* **TAREFA OBRIGATÓRIA 1**
Diga se cada afirmação concorda com o texto sobre a COP21, respondendo sim ou não e citando as palavras decisivas do texto: (a) Os países do G77 querem financiamento para a transição para uma energia verde. (b) Duzentos chefes de estado deixaram Paris. (c) A palavra sustentabilidade ganhou credibilidade.

* **TEXTO FORNECIDO**
Depois
dos 150 chefes de estado deixarem Paris nas mãos de seus negociadores para
discutir o futuro do Planeta na COP21. Os países membros do G77 querem
financiamento para se adaptar aos impactos das mudanças climáticas e suas
consequências e para a transição para uma energia verde. Sem garantias
econômicas nada acontecerá, esta tem sido a premissa da sustentabilidade: Quem
paga a conta?
A
urgência demanda que medidas sérias sejam adotadas para reduzir as emissões de
gases do efeito estufa para que a temperatura global não ultrapasse os 2°C ou teremos impactos irreversíveis. Até 12/12/15 saberíamos se
realmente os homens do poder desejam minimizar os efeitos das mudanças
climáticas ou irão se curvar mais uma vez ao atual modelo econômico e suas
consequências devastadoras. Neste ínterim, a palavra sustentabilidade será
usada e abusada. O que já foi esperança se tornou um jargão com pouca
credibilidade!

Registros do conjunto de dados de anotação por pontos:
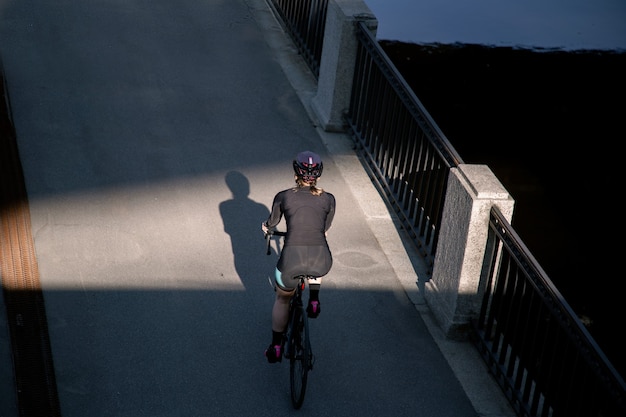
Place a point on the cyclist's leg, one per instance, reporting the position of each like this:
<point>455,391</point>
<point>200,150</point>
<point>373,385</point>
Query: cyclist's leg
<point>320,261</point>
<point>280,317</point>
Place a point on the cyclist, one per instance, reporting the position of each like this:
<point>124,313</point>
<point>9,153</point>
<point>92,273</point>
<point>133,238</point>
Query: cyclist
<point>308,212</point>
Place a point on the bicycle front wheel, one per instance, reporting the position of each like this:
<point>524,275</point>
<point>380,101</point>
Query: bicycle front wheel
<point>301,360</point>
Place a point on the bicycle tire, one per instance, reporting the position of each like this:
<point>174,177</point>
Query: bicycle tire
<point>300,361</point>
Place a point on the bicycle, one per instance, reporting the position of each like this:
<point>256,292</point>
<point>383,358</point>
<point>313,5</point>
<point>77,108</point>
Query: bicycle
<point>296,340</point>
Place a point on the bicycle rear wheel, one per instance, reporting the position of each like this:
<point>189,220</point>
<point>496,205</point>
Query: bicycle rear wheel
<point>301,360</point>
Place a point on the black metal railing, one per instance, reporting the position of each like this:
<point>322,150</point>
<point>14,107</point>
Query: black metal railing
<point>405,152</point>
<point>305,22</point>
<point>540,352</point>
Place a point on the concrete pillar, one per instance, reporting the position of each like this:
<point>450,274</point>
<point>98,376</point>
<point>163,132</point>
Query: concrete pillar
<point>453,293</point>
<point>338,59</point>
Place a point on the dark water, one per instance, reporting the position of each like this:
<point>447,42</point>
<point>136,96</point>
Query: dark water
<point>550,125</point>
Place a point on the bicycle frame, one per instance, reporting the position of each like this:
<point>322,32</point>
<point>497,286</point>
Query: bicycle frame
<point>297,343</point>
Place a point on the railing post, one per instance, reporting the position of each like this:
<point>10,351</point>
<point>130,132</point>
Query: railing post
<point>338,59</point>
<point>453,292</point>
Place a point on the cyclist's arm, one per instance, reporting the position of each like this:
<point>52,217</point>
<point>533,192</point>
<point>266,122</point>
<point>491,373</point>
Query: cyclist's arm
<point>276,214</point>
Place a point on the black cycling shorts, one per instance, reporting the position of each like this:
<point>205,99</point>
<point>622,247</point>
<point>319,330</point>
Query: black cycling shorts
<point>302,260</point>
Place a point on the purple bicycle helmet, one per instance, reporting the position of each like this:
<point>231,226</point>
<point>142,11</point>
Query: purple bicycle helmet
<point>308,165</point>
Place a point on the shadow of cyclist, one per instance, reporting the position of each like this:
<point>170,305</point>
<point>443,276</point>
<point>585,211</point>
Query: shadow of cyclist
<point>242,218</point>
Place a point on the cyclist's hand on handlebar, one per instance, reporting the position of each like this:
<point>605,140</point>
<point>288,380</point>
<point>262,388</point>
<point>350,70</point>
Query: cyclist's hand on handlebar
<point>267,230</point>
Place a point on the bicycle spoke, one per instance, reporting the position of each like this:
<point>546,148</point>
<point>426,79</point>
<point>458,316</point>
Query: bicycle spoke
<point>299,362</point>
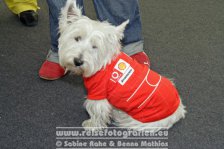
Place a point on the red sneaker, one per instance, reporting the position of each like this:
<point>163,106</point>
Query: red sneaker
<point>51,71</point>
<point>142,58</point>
...
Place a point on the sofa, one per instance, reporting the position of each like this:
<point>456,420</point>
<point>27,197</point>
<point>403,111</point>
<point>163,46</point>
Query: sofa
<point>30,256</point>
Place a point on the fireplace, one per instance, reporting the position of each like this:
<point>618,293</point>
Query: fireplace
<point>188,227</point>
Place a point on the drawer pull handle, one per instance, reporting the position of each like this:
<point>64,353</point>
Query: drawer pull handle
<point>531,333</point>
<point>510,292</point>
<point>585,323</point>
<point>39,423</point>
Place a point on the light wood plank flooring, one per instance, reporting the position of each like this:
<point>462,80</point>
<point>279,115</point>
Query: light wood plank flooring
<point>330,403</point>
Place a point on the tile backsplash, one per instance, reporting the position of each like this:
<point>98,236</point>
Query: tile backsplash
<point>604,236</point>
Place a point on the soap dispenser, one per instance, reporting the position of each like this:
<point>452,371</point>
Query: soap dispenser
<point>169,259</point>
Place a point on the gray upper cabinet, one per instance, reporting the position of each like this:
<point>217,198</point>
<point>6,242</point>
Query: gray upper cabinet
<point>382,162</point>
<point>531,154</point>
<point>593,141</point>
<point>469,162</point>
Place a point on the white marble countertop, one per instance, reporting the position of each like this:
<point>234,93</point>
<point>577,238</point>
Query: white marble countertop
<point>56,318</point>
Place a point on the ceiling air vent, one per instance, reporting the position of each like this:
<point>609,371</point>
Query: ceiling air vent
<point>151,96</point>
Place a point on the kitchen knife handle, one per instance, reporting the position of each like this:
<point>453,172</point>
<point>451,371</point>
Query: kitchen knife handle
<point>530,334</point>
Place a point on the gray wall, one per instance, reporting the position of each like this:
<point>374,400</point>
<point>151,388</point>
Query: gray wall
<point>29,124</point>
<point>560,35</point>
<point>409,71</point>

* **TAREFA OBRIGATÓRIA 2**
Por favor, transcreva literalmente o trecho da listagem que vai da linha que contém "Place a point on the kitchen" até a linha que contém "<point>530,334</point>", ambas incluídas.

* **RESOLUÇÃO DO EXERCÍCIO 1**
(a) Sim: "Os países membros do G77 querem financiamento para se adaptar aos impactos das mudanças climáticas e suas consequências e para a transição para uma energia verde"
(b) Não: "Depois dos 150 chefes de estado deixarem Paris"
(c) Não: "O que já foi esperança se tornou um jargão com pouca credibilidade!"

* **RESOLUÇÃO DO EXERCÍCIO 2**
Place a point on the kitchen knife handle, one per instance, reporting the position of each like this:
<point>453,172</point>
<point>451,371</point>
Query: kitchen knife handle
<point>530,334</point>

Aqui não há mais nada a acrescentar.